• _Exercise_
An exact copy of every record below is required, with the pictures left out.

• _Records drawn from a dataset_
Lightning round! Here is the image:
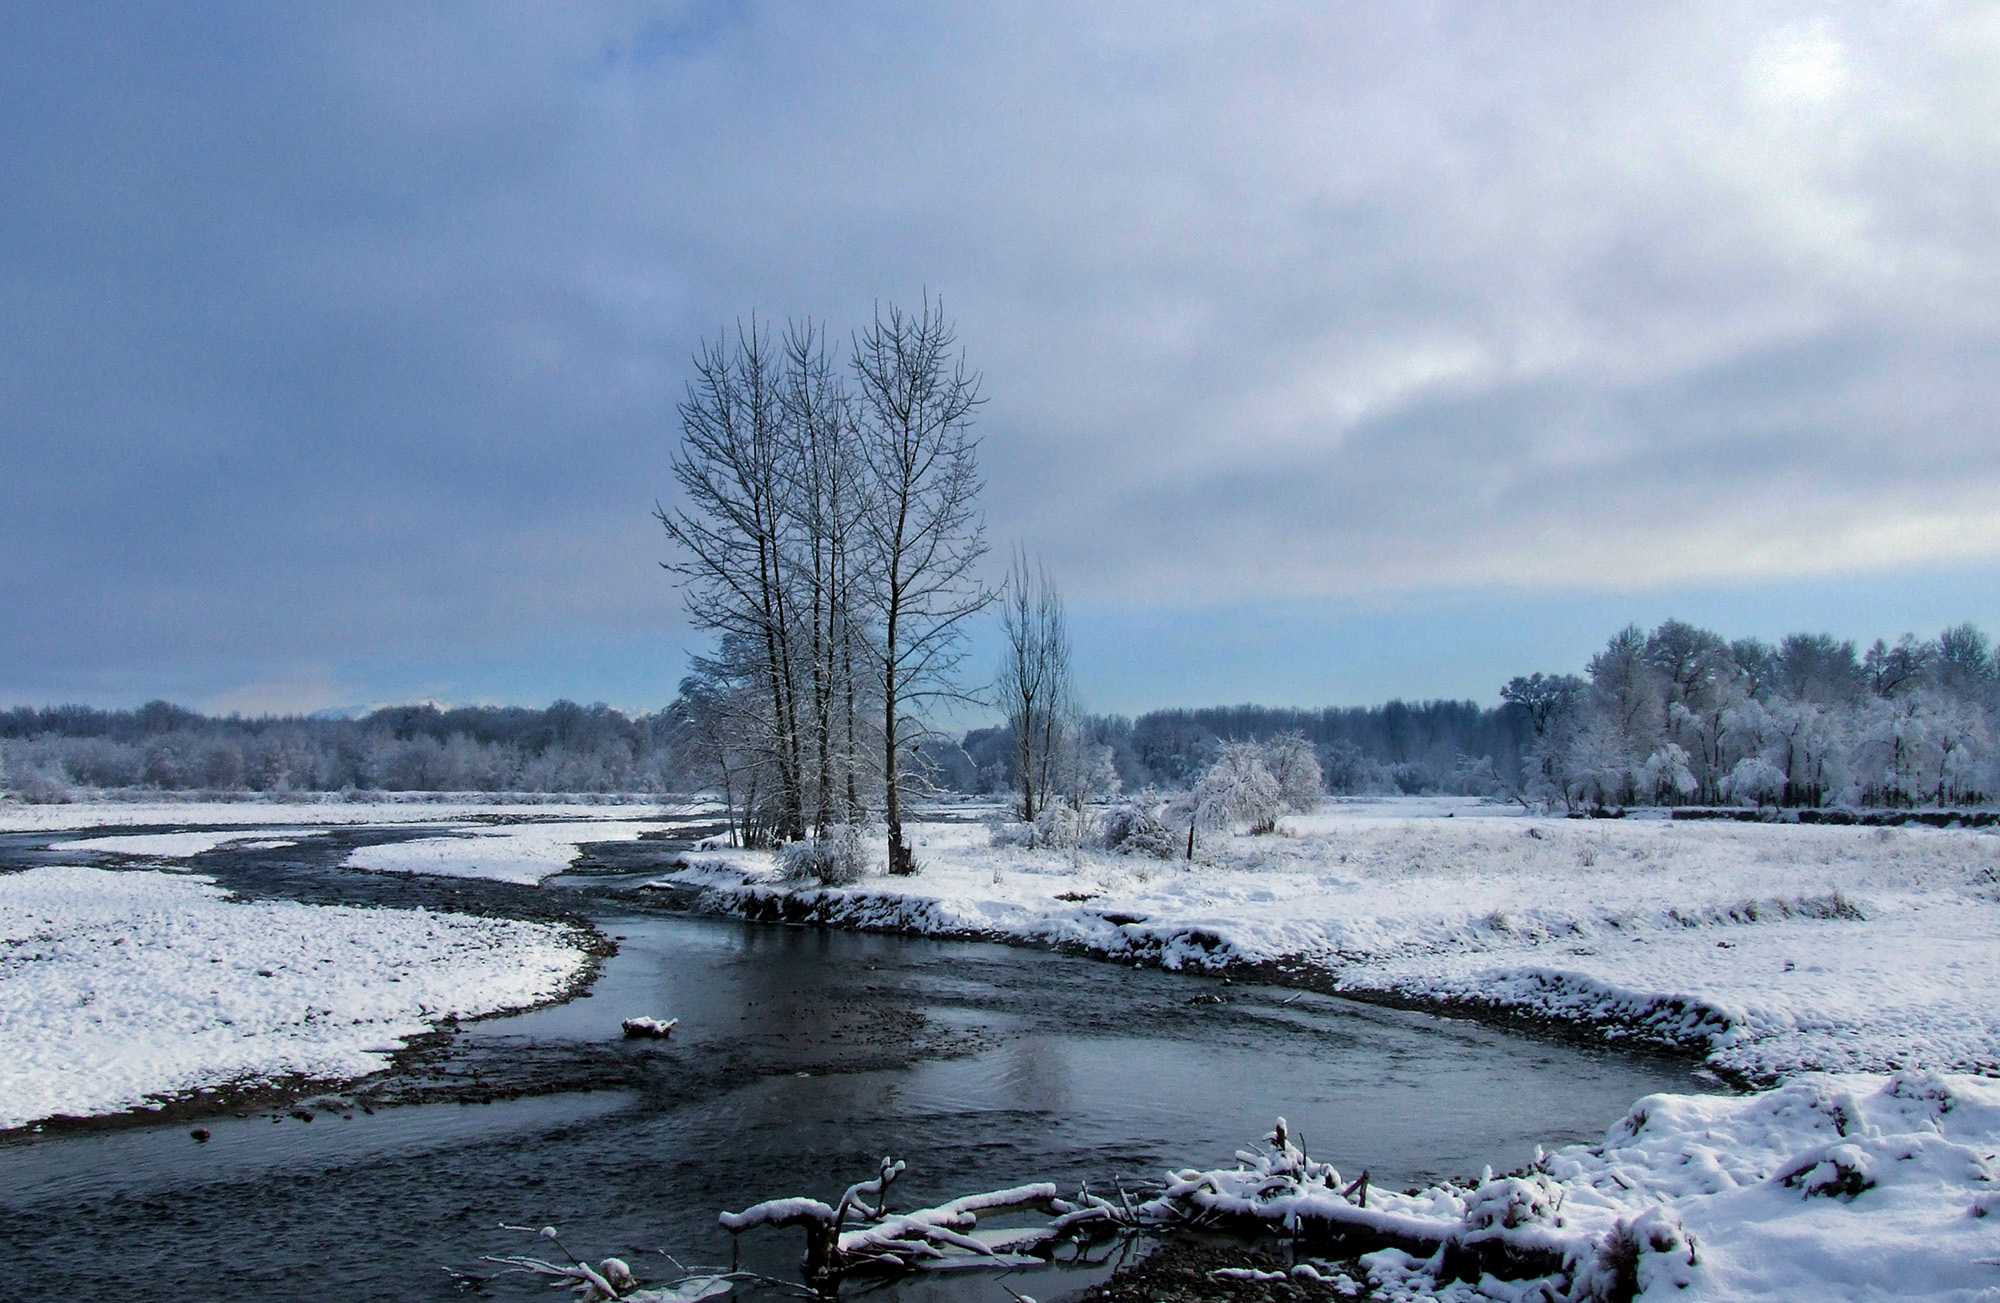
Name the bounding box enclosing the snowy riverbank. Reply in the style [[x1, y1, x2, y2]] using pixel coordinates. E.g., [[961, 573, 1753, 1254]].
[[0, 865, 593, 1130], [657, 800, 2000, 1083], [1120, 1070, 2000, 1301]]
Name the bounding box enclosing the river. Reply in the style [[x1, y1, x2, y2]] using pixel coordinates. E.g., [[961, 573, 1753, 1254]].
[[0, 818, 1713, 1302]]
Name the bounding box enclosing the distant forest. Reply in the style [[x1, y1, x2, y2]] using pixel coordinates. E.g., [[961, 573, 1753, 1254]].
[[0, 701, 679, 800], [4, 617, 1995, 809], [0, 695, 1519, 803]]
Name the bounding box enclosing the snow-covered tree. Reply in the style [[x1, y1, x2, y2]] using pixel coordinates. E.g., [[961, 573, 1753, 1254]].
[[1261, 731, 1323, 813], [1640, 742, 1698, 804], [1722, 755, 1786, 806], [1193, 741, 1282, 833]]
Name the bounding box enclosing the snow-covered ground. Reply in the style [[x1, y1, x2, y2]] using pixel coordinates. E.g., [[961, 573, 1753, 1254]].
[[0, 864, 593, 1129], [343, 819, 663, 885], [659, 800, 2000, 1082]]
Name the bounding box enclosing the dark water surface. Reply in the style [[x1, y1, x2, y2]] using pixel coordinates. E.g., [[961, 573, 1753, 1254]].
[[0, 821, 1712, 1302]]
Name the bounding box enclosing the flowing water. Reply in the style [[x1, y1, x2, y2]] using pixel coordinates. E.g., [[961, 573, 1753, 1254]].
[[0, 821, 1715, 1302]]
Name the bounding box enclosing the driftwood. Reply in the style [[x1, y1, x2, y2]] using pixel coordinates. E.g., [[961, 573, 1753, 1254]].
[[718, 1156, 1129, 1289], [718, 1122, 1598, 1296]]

• _Result for this exercise_
Lightning round! Here is the image:
Name the bounding box enclosing the snowy riverbank. Reply in the style [[x1, y1, x2, y2]] using pixel coordinates. E.g., [[961, 573, 1753, 1254]].
[[0, 865, 593, 1130], [657, 800, 2000, 1083], [1120, 1070, 2000, 1301]]
Name the bounding box enclosing the river. Reply in the style [[x1, y1, x2, y2]] using pixel coordinates. E.g., [[961, 573, 1753, 1254]].
[[0, 818, 1713, 1302]]
Name the bounding box enclosing the distant forest. Reply in the style [[x1, y1, x2, y2]] using pixel coordinates. E.g., [[961, 573, 1753, 1254]].
[[0, 701, 679, 800], [4, 617, 1995, 809], [0, 695, 1519, 803]]
Name the bounding box enclosing the snow-covered tree. Reply in the style [[x1, y1, x2, y2]] using pixel coordinates. E.g., [[961, 573, 1753, 1254]].
[[1261, 731, 1323, 813], [1640, 742, 1698, 804], [1722, 755, 1786, 806], [1193, 741, 1282, 833]]
Name the bounding box enclosing the snow-covered ground. Reply in the style [[x1, y1, x2, y2]] using pixel coordinates. E.g., [[961, 573, 1753, 1254]].
[[0, 864, 593, 1129], [343, 819, 663, 885], [659, 800, 2000, 1082]]
Name the bounding box enclosing the dark water surface. Reply in the style [[x1, y1, x2, y2]] using pixel coordinates. E.g., [[961, 573, 1753, 1254]].
[[0, 821, 1712, 1302]]
Name the bounding box enclosing the flowing water. Reply in the style [[x1, y1, x2, y2]] using pixel coordinates. E.g., [[961, 573, 1753, 1254]].
[[0, 821, 1715, 1302]]
Name the bounding box enclosing the driftwood. Reply in the style [[x1, y1, x2, y2]] using pixel coordinates. E.g., [[961, 573, 1753, 1254]].
[[718, 1156, 1129, 1289], [718, 1122, 1598, 1296]]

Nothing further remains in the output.